_Instruction:_ Copy all of the data below verbatim, omitting the pictures.

_Given records:_
※

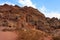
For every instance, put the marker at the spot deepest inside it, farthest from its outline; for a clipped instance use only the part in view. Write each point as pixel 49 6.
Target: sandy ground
pixel 8 35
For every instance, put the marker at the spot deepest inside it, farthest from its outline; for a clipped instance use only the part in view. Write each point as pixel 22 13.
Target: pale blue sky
pixel 50 8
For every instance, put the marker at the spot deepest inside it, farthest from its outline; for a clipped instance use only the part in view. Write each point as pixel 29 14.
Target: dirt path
pixel 8 35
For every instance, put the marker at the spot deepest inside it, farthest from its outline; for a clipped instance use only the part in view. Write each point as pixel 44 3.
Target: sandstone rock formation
pixel 27 18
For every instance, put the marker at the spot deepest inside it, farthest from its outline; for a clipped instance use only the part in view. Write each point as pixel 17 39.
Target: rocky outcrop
pixel 27 18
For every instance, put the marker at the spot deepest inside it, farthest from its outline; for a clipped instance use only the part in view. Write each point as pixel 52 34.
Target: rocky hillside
pixel 31 21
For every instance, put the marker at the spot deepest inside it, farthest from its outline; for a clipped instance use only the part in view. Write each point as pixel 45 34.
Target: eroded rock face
pixel 14 18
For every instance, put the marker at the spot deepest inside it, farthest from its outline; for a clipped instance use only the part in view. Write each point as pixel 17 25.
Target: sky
pixel 50 8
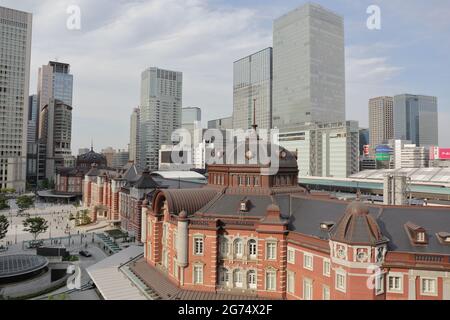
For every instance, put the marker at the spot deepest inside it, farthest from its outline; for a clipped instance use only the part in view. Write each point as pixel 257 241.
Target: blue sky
pixel 201 38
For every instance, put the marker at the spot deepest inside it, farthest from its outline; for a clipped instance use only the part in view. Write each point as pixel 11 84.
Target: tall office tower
pixel 308 67
pixel 15 53
pixel 221 124
pixel 55 132
pixel 161 101
pixel 381 120
pixel 133 148
pixel 416 119
pixel 55 81
pixel 33 114
pixel 253 81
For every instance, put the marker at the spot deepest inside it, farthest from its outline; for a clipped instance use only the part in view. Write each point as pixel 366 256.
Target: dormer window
pixel 416 233
pixel 245 205
pixel 326 225
pixel 444 237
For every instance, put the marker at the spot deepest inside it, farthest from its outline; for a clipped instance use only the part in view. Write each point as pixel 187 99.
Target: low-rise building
pixel 257 233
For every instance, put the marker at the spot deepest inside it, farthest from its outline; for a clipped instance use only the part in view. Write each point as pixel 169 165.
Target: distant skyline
pixel 202 39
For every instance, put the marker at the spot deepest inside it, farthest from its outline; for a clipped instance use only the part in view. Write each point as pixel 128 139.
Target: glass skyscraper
pixel 416 119
pixel 309 67
pixel 253 81
pixel 161 103
pixel 15 53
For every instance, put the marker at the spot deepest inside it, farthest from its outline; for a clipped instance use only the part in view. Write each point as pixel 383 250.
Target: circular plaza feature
pixel 16 268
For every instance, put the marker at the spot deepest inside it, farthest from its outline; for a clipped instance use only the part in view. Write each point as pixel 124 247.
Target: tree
pixel 35 226
pixel 24 202
pixel 3 202
pixel 4 225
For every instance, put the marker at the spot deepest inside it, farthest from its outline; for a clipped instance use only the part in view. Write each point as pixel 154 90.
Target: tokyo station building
pixel 254 233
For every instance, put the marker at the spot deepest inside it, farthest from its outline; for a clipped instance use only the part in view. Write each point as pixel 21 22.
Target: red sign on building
pixel 444 154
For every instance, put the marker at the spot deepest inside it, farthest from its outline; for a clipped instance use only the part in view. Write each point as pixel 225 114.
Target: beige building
pixel 15 47
pixel 381 120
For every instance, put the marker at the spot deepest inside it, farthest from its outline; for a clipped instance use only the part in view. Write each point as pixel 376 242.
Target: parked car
pixel 85 254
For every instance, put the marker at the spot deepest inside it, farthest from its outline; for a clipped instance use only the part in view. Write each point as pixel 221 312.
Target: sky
pixel 119 39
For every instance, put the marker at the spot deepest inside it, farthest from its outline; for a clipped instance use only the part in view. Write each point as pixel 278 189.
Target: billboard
pixel 444 154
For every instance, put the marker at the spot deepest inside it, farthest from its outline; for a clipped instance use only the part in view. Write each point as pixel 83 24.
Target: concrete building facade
pixel 161 104
pixel 416 119
pixel 15 47
pixel 252 87
pixel 309 67
pixel 324 150
pixel 381 120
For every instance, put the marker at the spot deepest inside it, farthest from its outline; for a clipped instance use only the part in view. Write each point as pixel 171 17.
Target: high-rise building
pixel 55 132
pixel 33 115
pixel 253 83
pixel 55 81
pixel 324 150
pixel 109 153
pixel 15 53
pixel 191 115
pixel 381 120
pixel 221 124
pixel 161 103
pixel 308 67
pixel 416 119
pixel 133 149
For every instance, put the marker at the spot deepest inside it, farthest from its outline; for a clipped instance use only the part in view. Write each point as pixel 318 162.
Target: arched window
pixel 252 248
pixel 224 248
pixel 238 248
pixel 224 277
pixel 237 278
pixel 251 279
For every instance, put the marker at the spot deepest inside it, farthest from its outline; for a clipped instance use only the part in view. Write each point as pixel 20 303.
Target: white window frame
pixel 252 286
pixel 308 283
pixel 202 246
pixel 291 255
pixel 250 245
pixel 238 253
pixel 395 289
pixel 326 293
pixel 198 280
pixel 272 284
pixel 327 270
pixel 428 293
pixel 271 250
pixel 290 283
pixel 308 257
pixel 342 288
pixel 379 284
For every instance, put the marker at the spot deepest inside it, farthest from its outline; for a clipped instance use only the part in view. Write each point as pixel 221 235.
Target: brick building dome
pixel 357 226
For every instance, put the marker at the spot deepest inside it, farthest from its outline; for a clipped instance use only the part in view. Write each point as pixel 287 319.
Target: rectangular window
pixel 326 268
pixel 291 282
pixel 198 246
pixel 429 286
pixel 291 256
pixel 326 293
pixel 379 284
pixel 271 251
pixel 271 281
pixel 395 284
pixel 307 289
pixel 308 261
pixel 341 282
pixel 198 274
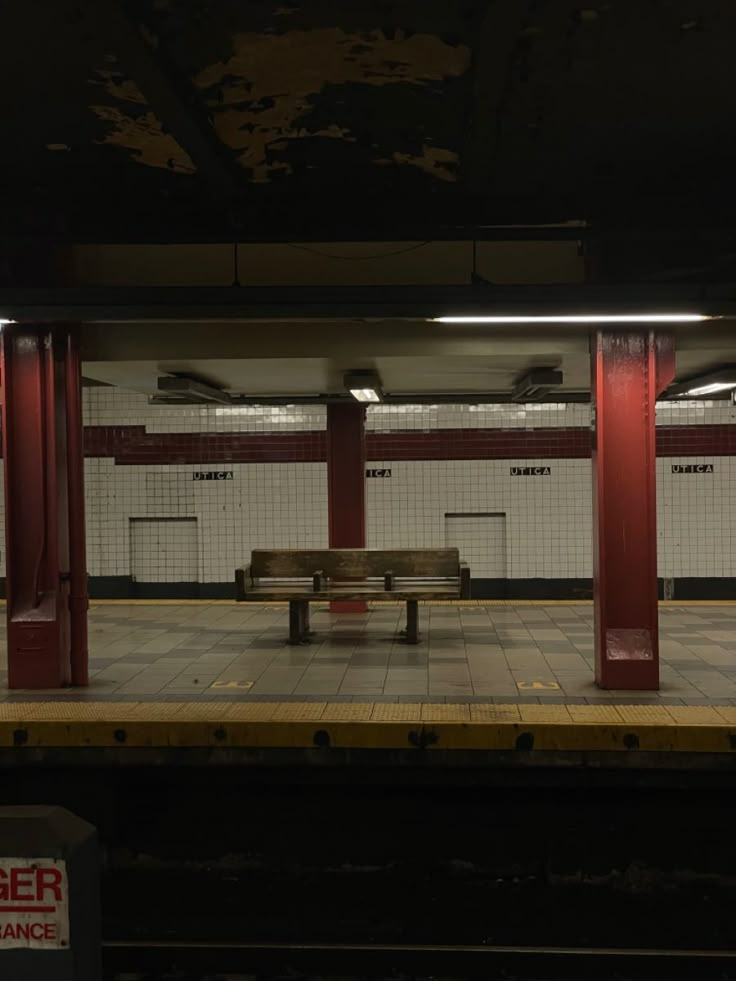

※

_Output for this task:_
For every instance, put the marker at the spot deepest inside it, farthest from its outline; for a clipped instance use only the part in view. Write each point as pixel 49 6.
Target: sandy ground
pixel 8 35
For every instance, put the marker at the spot deepest inside it, farthest from its outline; for a clipped instance use only the part in view. Write each point as pixel 22 13.
Target: pale blue sky
pixel 50 8
For every instance, put the marker at the spot deepest inside it, farthest from its outline; for a clipped instance use only the part in view. Write each point as pixel 29 14.
Target: dirt path
pixel 8 35
For every instance, put the marker at the spot deepest inside it, farthest from its outline; for a clipped instance use only the part in view. Write each point as pixel 44 3.
Target: sandstone rock formation
pixel 27 18
For every instance, put the marker at the spot deepest inside it, farthest from its outline; for a clipped instance use only the part in view. Write each point as pixel 17 39.
Target: rocky outcrop
pixel 27 18
For every instance, put the marker at the spot deepest inside it, farthest from its outline; for a clipped instance use only the part in view. Write each point as pixel 52 34.
Target: rocky hillside
pixel 31 21
For every instance, put the marker at the spot deepest inside it, farthest from its outline; for a clipped instance use only the part in view. Write each point as pixel 45 34.
Target: eroded rock face
pixel 14 18
For every instance, put the marker at the spot deepest inside it, farthest from its outline; for a clipped instance use only the part in view. Write each point as pixel 17 25.
Target: sky
pixel 50 8
For every instance, put the marker at the spot deepest inside it, farthest from its outline; for a clipped instance use only the part in view. Write each point as pixel 257 241.
Target: blue sky
pixel 201 38
For every instance, put the marker at the spot deepest inside it, farthest from its outline; for a clipped instance use only the part in view. Write each point as pixel 11 84.
Target: tall office tower
pixel 308 67
pixel 15 53
pixel 221 124
pixel 55 132
pixel 161 101
pixel 381 120
pixel 133 148
pixel 416 119
pixel 55 81
pixel 33 114
pixel 253 81
For every instance, put the marker at the spot deepest inside it, farthest from its outline; for a clipped instance use only the part in view. Write each point as pixel 366 256.
Target: dormer window
pixel 416 233
pixel 245 205
pixel 326 225
pixel 444 237
For every instance, put the marker at the spot deepest inside it, farthest from its outline; for a clipped instance use only the part in view. Write each point as pixel 187 99.
Target: low-rise building
pixel 257 233
For every instance, put the marker at the spot deepest inside it, farthest from its outline; for a clipped instance use only the part in view. Write each point as pixel 169 165.
Target: distant skyline
pixel 202 39
For every instance, put the marker at the spot deepest inside it, farthest from its outline; for a clipped instance use only the part in view. Write each point as pixel 128 139.
Target: glass skyscraper
pixel 416 119
pixel 309 67
pixel 253 81
pixel 161 103
pixel 15 53
For every instance, put the marker at the spot deepest inside it, farthest from its outline; for a clipped instance use only the part in view. Write each point as pixel 383 250.
Target: circular plaza feature
pixel 16 268
For every instance, put the marker at the spot deepest inside it, farthest from its outline; for a clipped instance use only the part in view. Write each point as pixel 124 247.
Target: tree
pixel 35 226
pixel 24 202
pixel 3 202
pixel 4 225
For every instance, put the marker at the spot deepest inside it, farthest from its outline; for a clipped instance use only the part in view. Write each point as pixel 154 90.
Target: tokyo station building
pixel 254 233
For every instance, put the marker at the spot deepest inside it, farthest from its outline; for a clipped instance use only the part in view. Write each point as pixel 21 22.
Target: red sign on building
pixel 444 154
For every instance, put the marker at the spot deepest inside it, farthest from its outline; for a clipped instance use only the part in view. Write each point as pixel 225 114.
Target: beige building
pixel 15 47
pixel 381 120
For every instance, put the marker at the spot deepest inside it, farthest from its outline; for a clipped instance use only the part in view. Write each point as pixel 376 242.
Target: parked car
pixel 85 254
For every instance, put the marker at the spot deepest inside it, farthest from its outline; for a clipped instance use only the part in view. Write each point as pixel 221 312.
Target: sky
pixel 119 39
For every instance, put the marker at the spot deepest inside it, farthest from its outline; for a clipped instance use only the part in view. Write each point as pixel 278 189.
Target: billboard
pixel 444 154
For every instance, put the marker at the spot deepest inside it, farthest from its outline; for a clipped instance use only the part in view. Write each point as pixel 83 24.
Target: concrete building facade
pixel 161 104
pixel 416 119
pixel 15 47
pixel 252 87
pixel 309 67
pixel 324 150
pixel 381 120
For every instance, put the marker at the spot deepest inside it, farthest from its outline; for a clipped instance use only the part in view. Write each point as pixel 171 17.
Target: high-rise building
pixel 55 132
pixel 33 115
pixel 253 83
pixel 55 81
pixel 324 150
pixel 109 153
pixel 15 53
pixel 191 115
pixel 381 120
pixel 221 124
pixel 161 103
pixel 308 67
pixel 416 119
pixel 133 149
For every instance, put the marker at the spot deepest inside it, farthest from its outline; for a clipped instance use only the part in view. Write each point as pixel 318 162.
Target: arched window
pixel 252 248
pixel 224 248
pixel 238 248
pixel 224 277
pixel 237 278
pixel 251 279
For every instance, put the marker at the spot deepest inside it, farthest from its outline; for a clipped instance use only the part in view. Write each point as pixel 20 303.
Target: white window frame
pixel 252 286
pixel 308 283
pixel 202 246
pixel 291 255
pixel 250 245
pixel 238 253
pixel 395 289
pixel 326 293
pixel 198 280
pixel 272 284
pixel 327 270
pixel 428 293
pixel 271 250
pixel 290 283
pixel 308 257
pixel 342 288
pixel 379 284
For every instance, put the marker at the spot deepest inside it, farthest from its outline; for a clipped instance use only the part in view. Write each point as pixel 221 235.
Target: brick building dome
pixel 357 226
For every instance, put the marker at the spot deepest inside it, farthest from its outline; for a clipped instance use only the part in view. Write each point as pixel 287 319.
Target: rectangular window
pixel 326 268
pixel 291 282
pixel 198 246
pixel 429 286
pixel 291 256
pixel 326 293
pixel 379 284
pixel 271 251
pixel 271 281
pixel 395 284
pixel 307 289
pixel 308 261
pixel 341 282
pixel 198 274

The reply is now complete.